Start of Supplied passage
From its impeccable acting talent to a writer who captures the female experience like no one else, this drama’s final series is as excellent as ever
Sarah Lancashire as Catherine Cawood in Happy Valley. Photograph: Matt Squire/BBC/Lookout Point
Catherine Cawood is seven months, one week and three days away from retirement and is still dealing with the inexperience, incompetence, arrogance and assorted other failings of the people around her. Or “twats”, as she puts it, leaving a particularly egregious pair of them dumbfounded in her wake in the opening scene of the third and final series of Happy Valley (BBC One). She has just given them the identity of a partial skeleton in a cement-filled barrel that has been revealed by the draining of a local reservoir. She’s going to be sorry she gave them that, because he’s connected to her nemesis, but the moment is glorious.
Yes, writer Sally Wainwright’s masterwork is back, six years since the second series ended. Those years have also elapsed in the fictional version of Calder Valley, but all the main characters we have come to love or hate – Catherine (Sarah Lancashire), her ex-addict sister, Clare (Siobhan Finneran), her ex-husband, Richard (Derek Riddell), the tangled mass of conflictions that is her grandson, Ryan (Rhys Connah), and Tommy Lee Royce (James Norton) – are here. George Costigan is back as Nevison Gallagher and his daughter, Ann (Charlie Murphy), is still with Catherine’s son, Daniel (Karl Davies).
They are, in Cawood terms at least, enjoying a bit of peace. Richard and Daniel are both at Ryan’s 16th birthday tea. Catherine and Richard are still friends. Clare is still sober and with Neil, who seems to be stable, too. “We move on, don’t we, in the end,” says Clare as she and Catherine take one of their breaks out in the garden, six months on from the discovery at the reservoir. Catherine muses on how much she’s looking forward to imminent retirement, and the blessings age brings. “I’m just becoming the person I’ve always wanted to be. I say it like it is, I don’t take shit off anyone any more. I know who I am, finally. And I know that it’s not the be-all and end-all to get hitched to the first flaky twat of a man who happens along.” And before you can quite think: “Hang on, that sounds a bit preachy for Catherine/Wainwright!” Clare points out that she’s always been like that. “Aye, well,” says Catherine, “I’m feeling it now.”
End of Supplied passage
__Task item A__: In the Happy Valley review, rewrite the part starting at "From its impeccable" and ending at "moment is glorious.", substituting "lake" for "reservoir".
__Task item B__: According to the Happy Valley review, which actor plays Catherine's sister, Clare?
__Task item C__: Extend the Happy Valley review with further writing that follows on from its last sentence.
Start of Material supplied
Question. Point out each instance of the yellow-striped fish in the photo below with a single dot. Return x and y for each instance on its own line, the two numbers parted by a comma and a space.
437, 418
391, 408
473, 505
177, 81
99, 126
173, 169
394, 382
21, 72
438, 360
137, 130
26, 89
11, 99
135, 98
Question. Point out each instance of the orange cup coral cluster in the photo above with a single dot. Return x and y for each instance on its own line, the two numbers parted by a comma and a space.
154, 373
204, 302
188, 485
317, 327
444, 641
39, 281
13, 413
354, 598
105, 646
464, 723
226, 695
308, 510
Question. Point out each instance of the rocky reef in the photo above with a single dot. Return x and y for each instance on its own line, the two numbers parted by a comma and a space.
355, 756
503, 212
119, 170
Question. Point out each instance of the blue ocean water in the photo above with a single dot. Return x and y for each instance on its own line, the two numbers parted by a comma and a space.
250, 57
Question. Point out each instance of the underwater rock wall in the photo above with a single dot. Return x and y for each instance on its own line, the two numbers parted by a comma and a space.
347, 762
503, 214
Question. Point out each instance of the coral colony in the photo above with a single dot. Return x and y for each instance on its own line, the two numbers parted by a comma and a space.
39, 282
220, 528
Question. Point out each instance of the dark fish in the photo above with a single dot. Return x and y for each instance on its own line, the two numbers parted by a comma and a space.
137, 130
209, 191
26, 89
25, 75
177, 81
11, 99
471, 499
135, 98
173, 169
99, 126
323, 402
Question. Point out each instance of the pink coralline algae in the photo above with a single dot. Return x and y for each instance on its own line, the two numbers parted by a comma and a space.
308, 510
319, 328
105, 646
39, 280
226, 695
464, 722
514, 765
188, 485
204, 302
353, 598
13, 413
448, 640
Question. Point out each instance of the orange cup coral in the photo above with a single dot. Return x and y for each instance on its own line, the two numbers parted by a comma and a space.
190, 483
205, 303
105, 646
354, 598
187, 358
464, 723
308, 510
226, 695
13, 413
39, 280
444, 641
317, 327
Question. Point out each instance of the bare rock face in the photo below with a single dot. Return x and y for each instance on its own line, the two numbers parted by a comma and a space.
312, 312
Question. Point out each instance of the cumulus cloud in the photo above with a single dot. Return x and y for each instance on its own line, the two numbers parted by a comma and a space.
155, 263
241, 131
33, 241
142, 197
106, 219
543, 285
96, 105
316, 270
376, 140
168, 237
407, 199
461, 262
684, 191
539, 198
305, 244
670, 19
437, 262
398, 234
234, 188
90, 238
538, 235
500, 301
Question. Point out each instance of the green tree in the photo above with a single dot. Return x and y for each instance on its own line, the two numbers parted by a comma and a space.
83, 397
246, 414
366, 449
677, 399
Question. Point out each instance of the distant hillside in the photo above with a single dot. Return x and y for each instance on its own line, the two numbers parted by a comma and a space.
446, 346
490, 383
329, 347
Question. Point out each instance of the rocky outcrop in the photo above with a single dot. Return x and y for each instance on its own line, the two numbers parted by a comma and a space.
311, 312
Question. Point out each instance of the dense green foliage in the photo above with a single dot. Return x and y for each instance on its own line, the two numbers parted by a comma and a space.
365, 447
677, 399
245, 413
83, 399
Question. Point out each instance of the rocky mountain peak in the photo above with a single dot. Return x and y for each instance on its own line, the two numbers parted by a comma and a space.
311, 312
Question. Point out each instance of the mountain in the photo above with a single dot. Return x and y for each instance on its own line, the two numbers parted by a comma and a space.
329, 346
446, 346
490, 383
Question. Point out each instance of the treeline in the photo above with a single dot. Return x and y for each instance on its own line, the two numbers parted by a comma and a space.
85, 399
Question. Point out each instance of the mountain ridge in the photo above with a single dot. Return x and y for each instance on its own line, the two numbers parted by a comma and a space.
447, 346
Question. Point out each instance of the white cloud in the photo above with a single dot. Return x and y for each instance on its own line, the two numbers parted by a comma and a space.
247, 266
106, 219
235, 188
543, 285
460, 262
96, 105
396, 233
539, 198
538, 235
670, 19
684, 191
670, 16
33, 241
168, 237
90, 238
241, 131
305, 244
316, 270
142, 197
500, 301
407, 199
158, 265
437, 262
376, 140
End of Material supplied
__Answer box A__:
From its impeccable acting talent to a writer who captures the female experience like no one else, this drama’s final series is as excellent as ever
Sarah Lancashire as Catherine Cawood in Happy Valley. Photograph: Matt Squire/BBC/Lookout Point
Catherine Cawood is seven months, one week and three days away from retirement and is still dealing with the inexperience, incompetence, arrogance and assorted other failings of the people around her. Or “twats”, as she puts it, leaving a particularly egregious pair of them dumbfounded in her wake in the opening scene of the third and final series of Happy Valley (BBC One). She has just given them the identity of a partial skeleton in a cement-filled barrel that has been revealed by the draining of a local lake. She’s going to be sorry she gave them that, because he’s connected to her nemesis, but the moment is glorious.

__Answer box B__: Siobhan Finneran

__Answer box C__:
She has bought a Jeep in order to set off on a drive to the Himalayas as soon as she stops work. But in keeping with Wainwright’s abiding truth, the best laid plans of middle-aged women gang aft agley, and elsewhere the forces are gathering that will shatter Catherine’s once again.
Tommy, still in prison, is arrested for the murder of the man in the reservoir. He admits being involved in the man’s “punishment” for an unpaid debt, but not with the killing. The police know that a local drugs kingpin ordered a recent failed hit on Tommy in prison and are hoping Tommy will name him as the murderer – but he names an Oldham villain instead.
With that hare off and running, we turn to what has always been Happy Valley’s greatest strength – the domestic strife of those in and around Cawood’s vicinity and the tracing of the tendrils that will gradually entwine with the main narrative, because everything in Calder Valley, as in life, is more intimately connected than we generally care to recognise (or guard against).
Joanna Hepworth (Mollie Winnard), the wife of Ryan’s football coach, Bob – a bully who calls the lad “a little shitstain” on the pitch – is taking non-prescription diazepam. When Bob finds out, he assaults and humiliates her before calling the police. Catherine turns up and soon has his abusive, coercively controlling number, though his wife won’t – yet? – admit to anything.
Joanna’s supplier is the local pharmacist, Faisal Bhatti (Amit Shah), who is running a small-scale pill mill. This comes to the attention of the family that considers supplying any kind of illegal substance to these increasingly troubled towns their monopoly business. They duly send their thugs to threaten him and his family – specifically with treating his wife and daughter “like bitches”. Nobody does female-specific experience like Wainwright, or evokes the thousands of different shades and forms of violence that hang about it better than she does.
By the end of the first episode, all the narrative pieces are in play – from the drug plots, to the Hepworths’ private misery, via a shattering revelation for Catherine that would undo a lesser woman. The warp and weft of lives, of life, is as expertly woven as ever and you couldn’t wish for a better group of actors to bring it to you. Happy new year.